▶ TEXT PROVIDED
....

DK: Yeah, they spent a lot of time with me actually, they took us up to Waddington and I had a meal in the officers’ mess and then down to ‒, where’s the thing in the south? It’ll come to me in a minute, you can see I’m aging. Where POF is. Actually there’s something I can say now, I’m the only person in the world that’s flown in both planes on D Day. So let me put it another way, there’s no one alive that’s flown in POF and was ‒, went to POS, which is in Hendon.
AP: That’s the two Lancasters in London. Fantastic. I remember seeing both of them on the same day a couple of years ago. I’ve never flown in them.
DK: Well, I’ve been in both of them.
AP: On the same day as well? [Laugh.] Very good. I’ll add that to the pile. That’s fantastic. Well, I think you’ve pretty well covered what you did on leave, when you stayed with families.
DK: I didn’t get into any trouble, I believe. A. I was married B. I didn’t smoke and C) We used to get the aircrew in England got American cigarettes once a month, a carton of them. The crew used to go to a pub, we’d pick up the night ‒, the ground crew, and take ‘em out for a beer and a couple of packets of Lucky Strike and you could drink all night on them ‘casue they were very precious in England.
AP: You talking about Caernarvon earlier. Personal question for the tape. There was, so my connection, my great uncle was also at Caernarvon for a while. A few years ago I went there myself. There’s still an active airfield there and I hired a little aeroplane and I went for a fly around. It was pretty cool. Why I mention it is because, what were the weather conditions like at that particular time? I remember it as being very cloudy and very, very windy.

....

▶ DATA EXTRACT
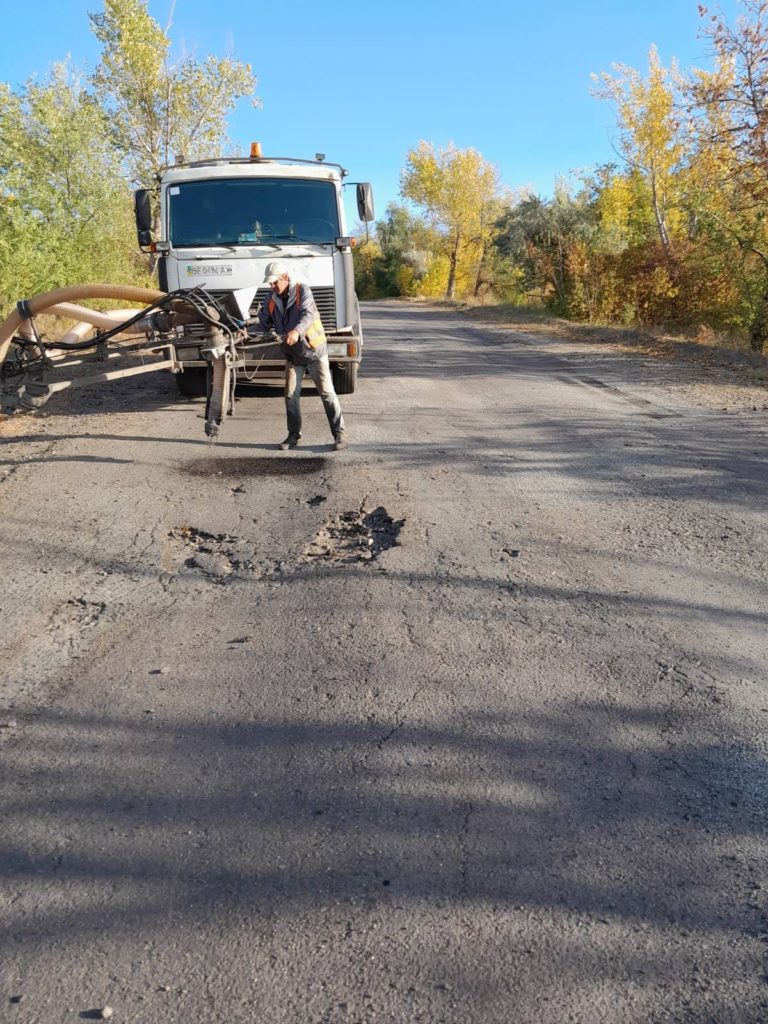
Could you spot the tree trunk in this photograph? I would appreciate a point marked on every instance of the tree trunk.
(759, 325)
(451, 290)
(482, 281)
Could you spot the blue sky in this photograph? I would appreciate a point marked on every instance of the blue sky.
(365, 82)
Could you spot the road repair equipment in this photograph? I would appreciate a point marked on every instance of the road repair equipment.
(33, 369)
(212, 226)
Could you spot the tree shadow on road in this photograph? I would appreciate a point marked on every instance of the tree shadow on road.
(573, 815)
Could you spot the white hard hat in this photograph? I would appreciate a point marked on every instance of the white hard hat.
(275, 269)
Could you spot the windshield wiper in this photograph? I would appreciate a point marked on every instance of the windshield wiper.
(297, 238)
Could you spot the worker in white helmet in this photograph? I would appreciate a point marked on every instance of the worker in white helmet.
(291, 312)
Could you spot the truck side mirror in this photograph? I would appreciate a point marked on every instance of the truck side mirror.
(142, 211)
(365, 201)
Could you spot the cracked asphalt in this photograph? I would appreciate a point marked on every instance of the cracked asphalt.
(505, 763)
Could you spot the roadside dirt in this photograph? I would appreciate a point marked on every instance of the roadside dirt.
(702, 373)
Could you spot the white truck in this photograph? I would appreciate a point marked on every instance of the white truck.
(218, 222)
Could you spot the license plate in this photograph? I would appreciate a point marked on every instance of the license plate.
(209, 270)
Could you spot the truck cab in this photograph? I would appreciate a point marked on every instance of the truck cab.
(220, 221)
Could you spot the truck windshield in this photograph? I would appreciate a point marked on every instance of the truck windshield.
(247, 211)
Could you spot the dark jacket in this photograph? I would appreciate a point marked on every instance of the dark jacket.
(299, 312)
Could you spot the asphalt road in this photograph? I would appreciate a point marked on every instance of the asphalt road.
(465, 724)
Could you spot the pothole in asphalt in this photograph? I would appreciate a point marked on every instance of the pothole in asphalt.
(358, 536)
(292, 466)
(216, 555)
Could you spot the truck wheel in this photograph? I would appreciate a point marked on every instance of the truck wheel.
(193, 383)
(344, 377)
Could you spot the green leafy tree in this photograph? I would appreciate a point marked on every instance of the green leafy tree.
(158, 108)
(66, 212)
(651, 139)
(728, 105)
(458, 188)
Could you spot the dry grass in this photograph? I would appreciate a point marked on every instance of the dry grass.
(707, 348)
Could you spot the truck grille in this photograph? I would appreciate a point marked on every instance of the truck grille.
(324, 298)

....

▶ YOUR TASKS
1 - In the wartime interview transcript, what did aircrew in England receive once a month?
2 - Write out the wartime interview transcript from "DK: Yeah, they" to "stayed with families.".
3 - Write the next part of the wartime interview transcript, starting after its last line.

▶ ANSWERS FOR EACH ITEM
1 - A carton of American cigarettes.

2 -
DK: Yeah, they spent a lot of time with me actually, they took us up to Waddington and I had a meal in the officers’ mess and then down to ‒, where’s the thing in the south? It’ll come to me in a minute, you can see I’m aging. Where POF is. Actually there’s something I can say now, I’m the only person in the world that’s flown in both planes on D Day. So let me put it another way, there’s no one alive that’s flown in POF and was ‒, went to POS, which is in Hendon.
AP: That’s the two Lancasters in London. Fantastic. I remember seeing both of them on the same day a couple of years ago. I’ve never flown in them.
DK: Well, I’ve been in both of them.
AP: On the same day as well? [Laugh.] Very good. I’ll add that to the pile. That’s fantastic. Well, I think you’ve pretty well covered what you did on leave, when you stayed with families.

3 -
DK: Yeah, yeah. I took to Manchester and places like this. Personally, what got me was the grandmother, for some reason she had lost her boys, and they were dead poor. There was a girl there, Mary I think her name was, and she didn’t know much about the world so the grandmother got ‒. I’d already been to Caernarvon, but this was on leave going back, and I went there this girl Mary took me all round Caernarvon, showed me the whole lot of it there. They were desperately poor, yeah, and I felt good at being able to give them the rations.
AP: Do you ‒? What sort of place did you live in while you were at that station? Can you remember that sort of detail?
DK: No, all I can remember that we had so much of this, what we called ‘rubber egg’ there [laugh] and Welsh rarebit. I do remember that. No, I didn’t like it. I liked Caernarvon Castle. We didn’t do much up there anyhow. We were just getting sort of introduced to the RAF and that there, I guess, you know. We were in an Anson hut, an Avro Anson.
AP: What did you do at your heavy conversion unit with your crew?
DK: Syerston.
AP: Syerston, I think you said Syerston. I’ve been there too. What did you think of the Lancaster the first time you saw it?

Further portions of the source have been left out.